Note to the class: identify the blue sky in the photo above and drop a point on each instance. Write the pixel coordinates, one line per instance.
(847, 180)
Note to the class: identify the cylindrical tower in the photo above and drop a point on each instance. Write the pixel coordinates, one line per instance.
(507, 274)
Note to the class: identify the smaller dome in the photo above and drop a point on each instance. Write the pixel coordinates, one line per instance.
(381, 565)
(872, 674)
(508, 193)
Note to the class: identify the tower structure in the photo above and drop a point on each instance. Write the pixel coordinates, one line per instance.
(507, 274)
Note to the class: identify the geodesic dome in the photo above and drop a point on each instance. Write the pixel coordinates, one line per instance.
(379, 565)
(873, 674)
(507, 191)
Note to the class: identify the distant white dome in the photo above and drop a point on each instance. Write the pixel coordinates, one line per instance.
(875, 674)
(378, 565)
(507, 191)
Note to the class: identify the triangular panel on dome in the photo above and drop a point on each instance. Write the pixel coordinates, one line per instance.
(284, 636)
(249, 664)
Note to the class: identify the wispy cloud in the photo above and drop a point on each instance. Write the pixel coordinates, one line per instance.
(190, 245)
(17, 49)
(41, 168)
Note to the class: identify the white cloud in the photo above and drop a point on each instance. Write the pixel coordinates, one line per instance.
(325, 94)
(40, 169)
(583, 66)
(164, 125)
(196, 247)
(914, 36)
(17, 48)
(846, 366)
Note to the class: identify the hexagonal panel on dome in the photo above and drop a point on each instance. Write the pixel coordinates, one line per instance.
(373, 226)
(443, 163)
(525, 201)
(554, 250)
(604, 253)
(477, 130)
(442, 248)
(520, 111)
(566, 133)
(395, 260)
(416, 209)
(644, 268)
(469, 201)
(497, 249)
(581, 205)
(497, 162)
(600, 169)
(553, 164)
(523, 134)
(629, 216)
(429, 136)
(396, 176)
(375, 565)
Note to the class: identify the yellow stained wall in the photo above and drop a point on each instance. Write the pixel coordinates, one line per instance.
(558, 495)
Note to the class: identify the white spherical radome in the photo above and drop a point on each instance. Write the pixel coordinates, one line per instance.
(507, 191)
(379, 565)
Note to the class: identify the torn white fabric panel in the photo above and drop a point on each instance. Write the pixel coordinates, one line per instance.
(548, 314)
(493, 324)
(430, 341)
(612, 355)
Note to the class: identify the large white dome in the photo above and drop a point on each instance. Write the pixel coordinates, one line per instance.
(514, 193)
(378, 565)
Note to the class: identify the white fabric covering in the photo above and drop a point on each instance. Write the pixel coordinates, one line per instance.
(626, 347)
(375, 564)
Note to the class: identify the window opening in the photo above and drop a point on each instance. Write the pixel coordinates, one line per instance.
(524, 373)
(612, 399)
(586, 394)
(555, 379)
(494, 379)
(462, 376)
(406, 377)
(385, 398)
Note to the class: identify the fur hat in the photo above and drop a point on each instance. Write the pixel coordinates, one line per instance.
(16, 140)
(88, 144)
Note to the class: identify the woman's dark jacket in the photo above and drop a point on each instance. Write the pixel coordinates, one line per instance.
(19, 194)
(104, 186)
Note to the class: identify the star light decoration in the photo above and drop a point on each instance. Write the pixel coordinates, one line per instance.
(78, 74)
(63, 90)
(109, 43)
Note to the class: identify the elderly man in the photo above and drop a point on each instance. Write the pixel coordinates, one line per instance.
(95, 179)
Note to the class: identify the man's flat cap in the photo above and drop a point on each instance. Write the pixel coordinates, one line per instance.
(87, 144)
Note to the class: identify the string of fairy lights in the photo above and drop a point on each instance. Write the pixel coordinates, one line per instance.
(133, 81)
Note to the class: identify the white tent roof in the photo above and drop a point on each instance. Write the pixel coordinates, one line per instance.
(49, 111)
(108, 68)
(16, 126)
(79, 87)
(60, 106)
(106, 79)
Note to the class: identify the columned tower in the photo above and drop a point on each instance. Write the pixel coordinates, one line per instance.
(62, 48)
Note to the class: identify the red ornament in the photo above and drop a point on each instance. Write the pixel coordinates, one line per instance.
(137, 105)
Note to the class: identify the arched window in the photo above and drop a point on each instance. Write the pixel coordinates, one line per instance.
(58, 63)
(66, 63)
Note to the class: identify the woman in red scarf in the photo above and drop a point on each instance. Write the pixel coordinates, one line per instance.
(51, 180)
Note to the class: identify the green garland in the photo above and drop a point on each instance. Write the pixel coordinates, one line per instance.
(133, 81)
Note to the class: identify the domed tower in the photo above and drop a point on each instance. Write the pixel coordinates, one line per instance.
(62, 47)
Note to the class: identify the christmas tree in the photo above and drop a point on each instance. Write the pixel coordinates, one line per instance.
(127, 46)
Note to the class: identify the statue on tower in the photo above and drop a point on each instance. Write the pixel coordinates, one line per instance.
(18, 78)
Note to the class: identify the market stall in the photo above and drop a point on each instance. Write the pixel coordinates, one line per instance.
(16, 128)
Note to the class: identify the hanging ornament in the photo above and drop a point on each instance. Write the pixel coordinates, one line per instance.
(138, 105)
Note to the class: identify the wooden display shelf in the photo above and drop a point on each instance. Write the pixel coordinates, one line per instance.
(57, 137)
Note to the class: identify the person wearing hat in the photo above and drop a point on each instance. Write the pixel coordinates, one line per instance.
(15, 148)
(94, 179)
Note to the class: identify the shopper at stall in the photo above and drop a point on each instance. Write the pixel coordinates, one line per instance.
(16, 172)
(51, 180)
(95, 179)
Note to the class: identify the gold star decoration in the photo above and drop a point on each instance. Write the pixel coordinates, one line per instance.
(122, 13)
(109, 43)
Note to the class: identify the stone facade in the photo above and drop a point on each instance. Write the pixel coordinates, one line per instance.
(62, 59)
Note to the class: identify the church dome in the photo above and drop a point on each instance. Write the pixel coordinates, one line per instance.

* _EXERCISE REQUIREMENTS_:
I'd like every record written out exactly as given.

* _ANSWER FOR THE TASK_:
Note to the class: identify the blue sky in the photo above and drop a point on each instance. Write the pixel coordinates, one line per instance.
(847, 180)
Note to the class: identify the cylindrical tower in the photo above and drop a point on each instance. Write the pixel coordinates, one line per instance.
(507, 274)
Note to the class: identify the smaller dome in the photo above and drop a point on each instance. Write the pixel coordinates, one line per instance.
(381, 565)
(872, 674)
(508, 193)
Note to the class: identify the tower structure in the photo above and drop a point on each instance. Write the pixel coordinates, one line per instance.
(507, 274)
Note to the class: identify the geodesic dome in the photo above and drop a point on each instance. Write the pixel coordinates, one line per instance.
(379, 565)
(873, 674)
(507, 191)
Note to the class: identify the distant white dome in the photo above and drop a point on each instance. Write the pixel coordinates, one line per instance.
(875, 674)
(378, 565)
(507, 191)
Note to the class: identify the triangular panel on dome in the photo above and drop a point on each instance. Write the pixel coordinates, one line per instance.
(284, 636)
(249, 664)
Note to the class: identify the wispy cloud in the photo above and drop a point on each instance. Write the pixel coordinates, one line per instance.
(190, 245)
(17, 49)
(41, 168)
Note to the class: identify the white cloud in the photo above and drop a point on each instance. Write the pixel coordinates, one line per instance.
(325, 94)
(40, 169)
(583, 66)
(164, 125)
(196, 247)
(914, 36)
(17, 48)
(846, 366)
Note to the class: identify the hexagonal panel on dome in the photo above and drop a point on each instance. Write the pixel coordinates, one line per instance.
(373, 226)
(443, 163)
(525, 201)
(554, 250)
(604, 253)
(477, 130)
(442, 248)
(520, 111)
(566, 133)
(395, 260)
(416, 209)
(644, 268)
(469, 201)
(497, 249)
(581, 205)
(497, 162)
(600, 169)
(553, 164)
(523, 134)
(629, 216)
(429, 136)
(396, 176)
(375, 565)
Note to the class: identify the yellow stained wall in the photo above and drop a point on each instance. Write the pixel coordinates, one line per instance.
(558, 495)
Note to the class: identify the white spherical radome in the photo above and drop a point on each instance. Write the pixel coordinates, one line per instance.
(507, 191)
(379, 565)
Note to the class: identify the torn white fabric panel in the photo above and drop a point on each instance. Write the pixel coordinates, one line per instance.
(548, 314)
(493, 324)
(430, 341)
(612, 355)
Note to the class: identify the large white dome in the photo above and drop a point on each instance. Write the pixel coordinates, one line per instance.
(514, 193)
(378, 565)
Note to the class: identify the white fabric covering in the photo above and drop a point on each instance. Write the pixel coordinates, one line per instance.
(626, 347)
(375, 564)
Note to the class: identify the window opening in the photo above and drop a point on each instance. Write the pixel coordinates, one line per instance.
(524, 373)
(612, 399)
(586, 394)
(555, 379)
(494, 379)
(462, 376)
(406, 377)
(385, 398)
Note to the class: identify the fur hat in the photo above and drop a point on each instance. Write the pixel coordinates, one line per instance.
(16, 140)
(88, 144)
Note to the class: identify the woman's dark jacket in the photo above and drop a point on each instance. Write the pixel coordinates, one line per instance.
(19, 194)
(104, 186)
Note to the class: identify the star light decoration in the photo above and drop a point on each instance. Write the pixel coordinates, one line per instance.
(78, 74)
(63, 90)
(109, 43)
Note to the class: identify the elderly man in the photo above and drop a point on each instance. Write the pixel coordinates, one line per instance.
(95, 179)
Note to the class: identify the man's flat cap in the photo above and drop a point on each instance. Write the pixel coordinates, one line per instance.
(87, 144)
Note to the class: identify the string of fairy lights in the photo above and drop a point on each instance. Write the pixel coordinates, one line per instance.
(133, 81)
Note to the class: identify the white tent roof in the photo above and drop a point on each instance. Write the pixel coordinates, one line per instance.
(49, 111)
(108, 68)
(16, 126)
(79, 87)
(60, 106)
(106, 79)
Note to the class: identify the columned tower in the photo above and drop a point on each instance. Write the pixel coordinates, one line per instance.
(62, 48)
Note to the class: identify the red ornament in the photo above and drop a point on each instance. Write the pixel coordinates, one line per instance.
(137, 105)
Note to the class: identify the arched window in the photo above and drop a point on each instance. Write the pixel coordinates, one line per instance.
(58, 63)
(66, 63)
Note to the class: identify the woman in red scarf in the photo above and drop a point on each instance. Write the pixel coordinates, one line per instance.
(51, 180)
Note to the class: identify the green garland in the photo above and drop a point on each instance. Write the pixel coordinates, one line per instance.
(133, 81)
Note to the class: identify the domed tower in the photo above and drop a point on each instance. Write the pixel coordinates, one line per instance.
(62, 47)
Note to the class: identify the christmas tree in the photo above and drop a point on each instance. Write the pixel coordinates, one line per instance.
(127, 46)
Note to the class: identify the statue on tower in the photo above and drop a point on each instance. Write the pixel coordinates, one line per instance.
(18, 78)
Note to the class: identify the market stall in the photo above and drop a point on each instance. Write the pixel coordinates, one line per instance.
(16, 128)
Note to the class: identify the hanging ornament in the photo above and drop a point on each instance. Write the pixel coordinates, one line per instance.
(138, 105)
Note to the class: identify the wooden display shelf in the photo above and drop a point on each instance. Write the pixel coordinates, one line per instance.
(57, 137)
Note to the class: identify the person wearing hat in the photo above and drop a point on each instance. Write the pixel coordinates, one line per instance.
(15, 148)
(94, 179)
Note to the class: identify the shopper at stall in the photo above and drop a point on each instance. Write the pixel coordinates, one line per instance.
(16, 172)
(51, 180)
(95, 179)
Note to the class: identify the gold star decoration in the photo above and drop a point on each instance. Write the pixel coordinates, one line per instance.
(122, 13)
(109, 43)
Note to the class: identify the stone facade in the photo above and drop a point on each instance. Write the pixel coordinates, one line per instance.
(62, 59)
Note to the class: identify the church dome in the photo above and drop a point on each instance. Write the pixel coordinates, one line per instance.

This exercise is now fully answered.